**Given request 1:**
Please rewrite every line of the records below as a Markdown table with the columns "Row" and "Line", numbering each row and skipping any blank lines.

**Passage:**
########

1010music quietly slid into the music tech scene, looked at all the beige, black and red gear cluttering studios, and said, “What if we made this smaller, smarter and portable?”
Born from the mind of engineer Brian Funk, 1010music has carved out a niche as the cool nerds of electronic music hardware since their debut Bitbox in 2016. They’re the ones who decided that modular synths didn’t have to take up half your flat, and that samplers didn’t have to come with a 400-page manual which users see no shame in consulting Dr Google in how to do something. 1010music really did slide into the music tech scene, took one look at all the beige, black and red gear in studios, and said, “What if we made this smaller, smarter and portable?”
They brought us sleek, colourful boxes with touchscreens, deep features and a wealth of inspiration, Bluebox and Blackbox units have already become stables in a lot of modular and dawless rigs, now Bitbox, Lemondrop, Fireball, Razzmatazz, and Bento seek to do the same.
What is Bento?
Bento is a standalone music production monster. If you’ve ever stared at a sea of USB cables, various MIDI keyboards, and that dusty Audio interface but missing that crucial component of music making, “an idea”. Fear not, Bento has arrived to make sure you can jam wherever you are. It’s as if someone at 1010music thought, “What if we put Ableton Live, an Akai MPC, and a very smug octopus into a lunchbox?”
This isn’t just a sampler. It’s a “compact performance studio sampling production lab”, which sounds like the sort of thing Q would hand to James Bond before he takes it on a mission to remix Moby.
DAW-less, Flaw-less:
Bento kicks your laptop to the kerb and lets you enter the wild, expanding world of DAW-less workflow, which is music speak for “No thank you computers!” With eight tracks, clip launching, scene sequencing, and more bells and whistles than a steampunk parade, it lets you compose, perform, and jam all in one gloriously compact musical powerhouse, truly another take on recording your ideas.
Details:
- A crystal clear and responsive 7″ touchscreen allowing you to see parts even mid set.
- 16 backlit velocity and pressure-sensitive pads.
- An onboard granular digital synth, meaning you can now mangle sounds into shimmering oblivion.

########

**Input for this task:**
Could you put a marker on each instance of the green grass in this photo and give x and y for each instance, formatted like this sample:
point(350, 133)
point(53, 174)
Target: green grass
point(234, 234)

########

**Given request 2:**
In the 1010music article above, change "Fireball" to "Firefly" and give the stretch from "They brought us" through "do the same." with that change made.

**Complete response 1:**
| Row | Line |
|---|---|
| 1 | Could you put a marker on each instance of the green grass in this photo and give x and y for each instance, formatted like this sample: |
| 2 | point(350, 133) |
| 3 | point(53, 174) |
| 4 | Target: green grass |
| 5 | point(234, 234) |

**Complete response 2:**
They brought us sleek, colourful boxes with touchscreens, deep features and a wealth of inspiration, Bluebox and Blackbox units have already become stables in a lot of modular and dawless rigs, now Bitbox, Lemondrop, Firefly, Razzmatazz, and Bento seek to do the same.